• [TAREA A REALIZAR] Presenta todas las líneas de los ítems que siguen en una tabla Markdown con las columnas "Número" y "Línea del ítem", y omite las líneas en blanco.

§ §

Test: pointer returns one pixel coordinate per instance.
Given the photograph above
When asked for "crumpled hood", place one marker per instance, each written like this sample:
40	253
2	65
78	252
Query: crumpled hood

§ §

• [RESULTADO DEL EJERCICIO]
| Número | Línea del ítem |
|---|---|
| 1 | Test: pointer returns one pixel coordinate per instance. |
| 2 | Given the photograph above |
| 3 | When asked for "crumpled hood", place one marker per instance, each written like this sample: |
| 4 | 40	253 |
| 5 | 2	65 |
| 6 | 78	252 |
| 7 | Query: crumpled hood |